What you need to do >> Reproduce each of the rows below verbatim, omitting the pictures.

Study material >>
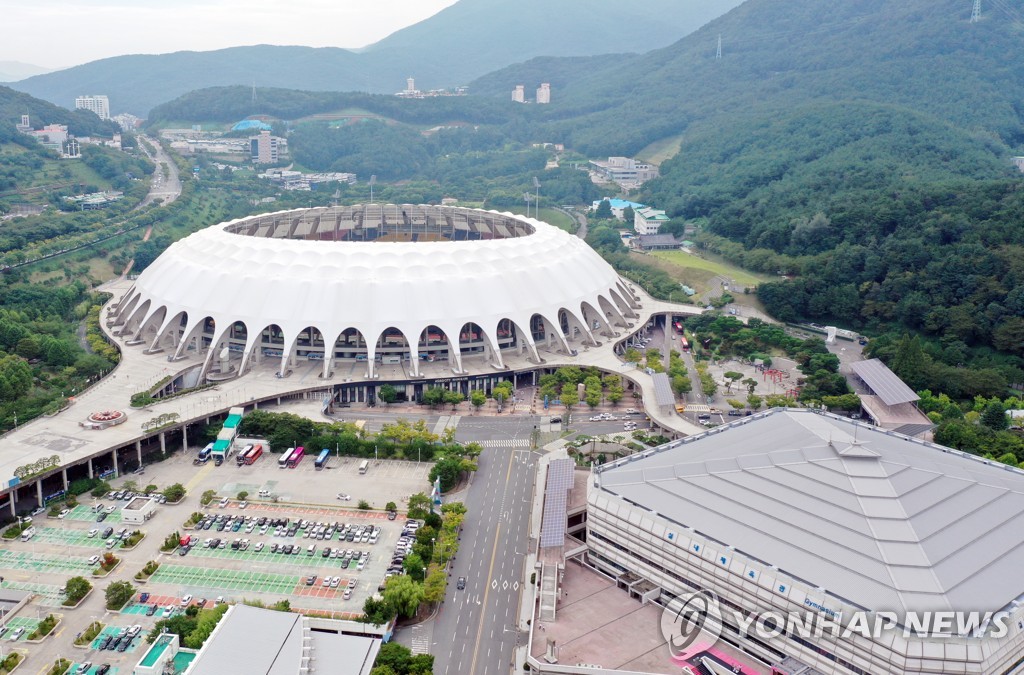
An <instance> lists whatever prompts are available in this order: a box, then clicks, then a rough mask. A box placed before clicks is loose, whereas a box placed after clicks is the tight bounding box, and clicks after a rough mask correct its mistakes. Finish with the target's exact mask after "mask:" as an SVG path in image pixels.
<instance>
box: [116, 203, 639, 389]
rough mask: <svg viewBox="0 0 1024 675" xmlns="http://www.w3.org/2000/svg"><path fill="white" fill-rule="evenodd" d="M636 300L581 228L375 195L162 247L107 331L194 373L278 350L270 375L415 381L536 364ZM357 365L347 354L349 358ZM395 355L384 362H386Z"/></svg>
mask: <svg viewBox="0 0 1024 675" xmlns="http://www.w3.org/2000/svg"><path fill="white" fill-rule="evenodd" d="M637 306H638V303H637V299H636V297H635V296H634V295H633V293H632V292H631V291H630V290H629V288H628V286H627V285H626V284H625V283H624V282H623V281H622V280H621V279H620V278H618V276H617V273H616V272H615V271H614V270H613V269H612V268H611V266H610V265H608V264H607V263H606V262H604V260H603V259H601V257H600V256H598V255H597V254H596V253H595V252H594V251H593V249H591V248H590V247H589V246H588V245H587V244H586V243H585V242H583V241H581V240H580V239H578V238H575V237H571V236H569V235H568V234H566V233H564V231H562V230H561V229H558V228H557V227H554V226H552V225H549V224H547V223H544V222H541V221H538V220H534V219H525V218H519V217H516V216H513V215H511V214H499V213H494V212H485V211H477V210H471V209H465V208H455V207H436V206H413V205H392V204H388V205H380V204H369V205H361V206H346V207H331V208H316V209H302V210H298V211H283V212H278V213H271V214H266V215H259V216H253V217H248V218H243V219H240V220H233V221H230V222H227V223H223V224H220V225H216V226H213V227H209V228H207V229H204V230H202V231H199V233H197V234H195V235H191V236H190V237H187V238H186V239H184V240H181V241H179V242H177V243H176V244H174V245H173V246H171V247H170V248H169V249H168V250H167V251H166V252H165V253H164V254H163V255H161V256H160V257H159V258H158V259H157V260H156V261H155V262H154V263H153V264H152V265H151V266H150V267H148V268H147V269H146V270H145V271H144V272H143V273H142V275H141V276H140V277H139V278H138V280H137V282H136V283H135V285H134V287H133V288H132V289H131V290H130V291H129V292H128V293H127V294H126V295H125V296H124V298H123V299H122V300H121V302H120V303H119V304H118V305H117V308H116V311H115V313H114V317H113V319H114V327H115V332H116V333H118V334H120V335H121V336H124V337H126V338H127V343H128V344H135V345H143V348H144V349H145V350H146V351H147V352H148V353H154V352H165V353H166V354H167V355H168V360H169V361H175V360H179V358H181V357H182V356H183V355H184V354H186V353H188V352H194V353H202V352H206V354H207V356H206V358H205V361H204V364H203V368H202V370H201V372H200V373H199V381H216V380H222V379H225V378H233V377H238V376H240V375H244V374H245V373H246V372H248V370H249V369H251V368H253V367H254V366H255V365H258V364H260V363H263V362H265V361H267V360H276V362H278V366H276V367H275V369H276V370H275V372H276V374H278V376H279V377H288V376H289V373H290V371H291V370H293V369H295V368H296V367H297V366H298V365H299V364H304V363H306V362H310V361H315V362H316V363H317V364H318V365H321V367H322V368H321V372H319V373H318V374H319V377H322V378H323V379H330V378H331V377H332V374H333V373H334V372H335V371H336V370H338V371H344V372H345V373H346V374H348V375H351V376H356V377H362V378H379V377H381V375H382V371H383V374H384V375H385V377H387V378H389V379H415V378H419V377H422V376H423V373H422V371H423V368H421V365H423V364H428V363H437V362H440V363H444V364H446V367H447V369H449V370H450V371H451V373H453V374H463V373H465V372H467V366H468V365H469V363H470V362H476V363H478V364H485V365H486V366H489V367H492V368H493V369H497V370H504V369H506V368H507V365H506V354H517V355H520V356H523V357H525V358H526V360H527V361H528V362H530V363H532V364H535V365H540V364H541V363H543V358H542V356H541V354H540V352H539V350H538V348H539V346H545V347H547V348H549V349H553V350H555V351H557V352H561V353H567V354H568V353H573V352H574V351H575V350H577V347H579V346H581V345H583V344H587V345H597V344H598V343H599V341H600V340H601V339H602V336H605V337H611V336H613V335H614V333H615V331H616V328H627V327H628V326H629V325H630V323H631V322H632V321H635V320H636V318H637V313H636V311H635V309H636V307H637ZM356 366H357V367H356ZM386 367H391V368H386Z"/></svg>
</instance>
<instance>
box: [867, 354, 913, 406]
mask: <svg viewBox="0 0 1024 675" xmlns="http://www.w3.org/2000/svg"><path fill="white" fill-rule="evenodd" d="M850 368H851V369H852V370H853V372H854V373H856V375H857V377H859V378H860V379H862V380H863V381H864V383H865V384H867V386H868V387H870V389H871V391H873V392H874V395H877V396H878V397H879V398H881V399H882V403H884V404H885V405H887V406H895V405H897V404H906V403H909V402H911V400H918V399H919V398H921V396H919V395H918V394H916V393H915V392H914V391H913V389H911V388H910V387H908V386H907V385H906V384H905V383H904V382H903V380H901V379H899V377H898V376H897V375H896V373H893V372H892V371H891V370H889V368H888V367H887V366H886V365H885V364H883V363H882V362H881V361H880V360H878V358H868V360H867V361H855V362H853V363H852V364H850Z"/></svg>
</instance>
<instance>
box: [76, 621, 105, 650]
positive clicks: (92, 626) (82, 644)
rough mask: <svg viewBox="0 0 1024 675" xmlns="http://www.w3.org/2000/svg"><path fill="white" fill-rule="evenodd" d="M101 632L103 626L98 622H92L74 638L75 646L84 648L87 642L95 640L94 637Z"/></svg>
mask: <svg viewBox="0 0 1024 675" xmlns="http://www.w3.org/2000/svg"><path fill="white" fill-rule="evenodd" d="M102 631H103V625H102V624H101V623H99V622H98V621H94V622H92V623H91V624H89V625H88V626H86V628H85V630H84V631H82V633H81V634H79V636H78V637H76V638H75V644H77V645H79V646H84V645H86V644H88V643H89V642H92V641H93V640H94V639H96V636H97V635H99V634H100V633H101V632H102Z"/></svg>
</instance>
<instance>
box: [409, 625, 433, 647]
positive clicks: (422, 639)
mask: <svg viewBox="0 0 1024 675" xmlns="http://www.w3.org/2000/svg"><path fill="white" fill-rule="evenodd" d="M411 642H412V644H411V646H410V648H411V649H412V651H413V653H430V635H429V633H428V632H427V631H426V630H424V628H423V627H422V626H414V627H413V639H412V640H411Z"/></svg>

Solution to this task >>
An <instance> lists whatever prompts are available in this order: a box, then clicks, then a rough mask. A box placed before clicks is loose, whereas a box placed after clicks is the tight bounding box, and clicks after a rough mask correct its mistakes. Finish with the target's exact mask after "mask:" as an SVG path in image pixels.
<instance>
box: [116, 203, 639, 389]
rough mask: <svg viewBox="0 0 1024 675" xmlns="http://www.w3.org/2000/svg"><path fill="white" fill-rule="evenodd" d="M636 300L581 228L375 195L162 247L107 331L194 373L278 350L270 375L415 381L536 364ZM357 365L347 354L349 358ZM395 355L384 362H386Z"/></svg>
mask: <svg viewBox="0 0 1024 675" xmlns="http://www.w3.org/2000/svg"><path fill="white" fill-rule="evenodd" d="M637 306H638V303H637V299H636V297H635V296H634V295H633V293H632V292H631V291H630V290H629V288H628V286H627V285H626V284H625V283H624V282H623V281H622V280H621V279H620V278H618V276H617V273H616V272H615V271H614V270H613V269H612V268H611V266H610V265H608V264H607V263H606V262H604V260H603V259H601V257H600V256H598V255H597V254H596V253H595V252H594V251H593V249H591V248H590V247H589V246H588V245H587V244H586V243H585V242H583V241H581V240H580V239H578V238H575V237H571V236H569V235H568V234H566V233H564V231H562V230H561V229H558V228H557V227H554V226H552V225H549V224H547V223H544V222H541V221H538V220H534V219H525V218H519V217H516V216H513V215H511V214H499V213H494V212H485V211H477V210H471V209H465V208H455V207H436V206H413V205H392V204H388V205H380V204H369V205H361V206H346V207H331V208H316V209H302V210H298V211H283V212H278V213H271V214H266V215H259V216H253V217H248V218H243V219H240V220H233V221H230V222H227V223H223V224H220V225H216V226H213V227H209V228H207V229H204V230H202V231H199V233H197V234H195V235H191V236H190V237H187V238H186V239H184V240H181V241H179V242H177V243H176V244H174V245H173V246H171V247H170V248H169V249H168V250H167V251H166V252H165V253H164V254H163V255H161V256H160V257H159V258H158V259H157V260H156V261H155V262H154V263H153V264H152V265H151V266H150V267H148V268H147V269H146V270H145V271H144V272H143V273H142V275H141V276H140V277H139V278H138V280H137V282H136V283H135V285H134V287H133V288H132V289H131V290H130V291H129V292H128V293H127V294H126V295H125V296H124V298H123V299H122V300H121V302H120V303H119V304H118V305H117V308H116V311H115V313H114V317H113V319H114V327H115V332H116V333H118V334H120V335H121V336H124V337H126V338H127V343H128V344H135V345H143V348H144V349H145V350H146V351H147V352H148V353H154V352H165V353H166V354H167V355H168V360H169V361H175V360H179V358H181V357H182V356H183V355H184V354H186V353H188V352H194V353H202V352H206V354H207V356H206V358H205V361H204V364H203V368H202V370H201V372H200V373H199V381H216V380H222V379H225V378H233V377H238V376H240V375H244V374H245V373H246V372H248V370H249V369H251V368H253V367H254V366H255V365H258V364H260V363H263V362H265V361H267V360H276V362H278V366H276V367H275V369H276V370H275V372H276V374H278V376H279V377H288V376H289V373H290V371H291V370H293V369H295V368H296V367H297V366H298V365H299V364H304V363H306V362H310V361H315V362H316V363H317V364H318V365H321V367H322V368H321V372H319V373H318V374H319V377H322V378H323V379H330V378H331V377H332V374H333V373H334V372H335V371H336V370H338V371H344V372H345V373H346V374H348V375H351V376H356V377H362V378H379V377H381V375H382V371H383V374H384V375H385V377H387V378H389V379H415V378H419V377H422V376H423V373H422V371H423V368H421V365H423V364H428V363H437V362H440V363H444V364H446V367H447V369H449V370H450V371H451V373H453V374H463V373H465V372H467V366H468V365H469V363H470V362H476V363H478V364H485V365H486V366H489V367H492V368H493V369H497V370H504V369H506V368H507V365H506V354H517V355H520V356H523V357H525V358H526V360H527V361H528V362H530V363H532V364H535V365H540V364H541V363H543V358H542V356H541V354H540V352H539V350H538V348H539V346H545V347H547V348H549V349H553V350H555V351H557V352H561V353H567V354H568V353H573V352H574V351H575V350H577V347H579V346H581V345H583V344H587V345H597V344H598V343H599V341H600V340H601V339H602V336H605V337H611V336H613V335H614V333H615V331H616V328H627V327H628V326H629V325H630V323H631V322H632V321H635V320H636V318H637V313H636V311H635V309H636V307H637ZM356 366H357V367H356ZM386 367H391V368H386Z"/></svg>
</instance>
<instance>
box: [867, 354, 913, 406]
mask: <svg viewBox="0 0 1024 675" xmlns="http://www.w3.org/2000/svg"><path fill="white" fill-rule="evenodd" d="M850 368H851V369H852V370H853V372H854V373H856V375H857V377H859V378H860V379H862V380H863V381H864V383H865V384H867V386H868V387H870V389H871V391H873V392H874V395H877V396H878V397H879V398H881V399H882V403H884V404H885V405H887V406H895V405H897V404H906V403H909V402H911V400H918V399H919V398H921V396H919V395H918V394H916V393H915V392H914V391H913V389H911V388H910V387H908V386H907V385H906V384H905V383H904V382H903V380H901V379H899V377H898V376H897V375H896V373H893V372H892V371H891V370H889V368H888V367H887V366H886V365H885V364H883V363H882V362H881V361H880V360H878V358H868V360H867V361H855V362H853V363H852V364H850Z"/></svg>
</instance>
<instance>
box: [76, 621, 105, 650]
positive clicks: (92, 626) (82, 644)
rough mask: <svg viewBox="0 0 1024 675" xmlns="http://www.w3.org/2000/svg"><path fill="white" fill-rule="evenodd" d="M101 632L103 626L98 622H92L74 638L75 646L84 648L87 642L95 640L94 637Z"/></svg>
mask: <svg viewBox="0 0 1024 675" xmlns="http://www.w3.org/2000/svg"><path fill="white" fill-rule="evenodd" d="M102 631H103V625H102V624H101V623H99V622H98V621H94V622H92V623H91V624H89V625H88V626H86V628H85V630H84V631H82V633H81V634H79V636H78V637H76V638H75V644H77V645H79V646H84V645H86V644H88V643H89V642H92V641H93V640H94V639H96V636H97V635H99V634H100V633H101V632H102Z"/></svg>
</instance>
<instance>
box: [409, 625, 433, 647]
positive clicks: (422, 639)
mask: <svg viewBox="0 0 1024 675" xmlns="http://www.w3.org/2000/svg"><path fill="white" fill-rule="evenodd" d="M411 642H412V644H411V646H410V648H411V649H412V651H413V653H430V635H429V633H428V632H427V631H426V630H424V628H423V627H422V626H414V627H413V639H412V640H411Z"/></svg>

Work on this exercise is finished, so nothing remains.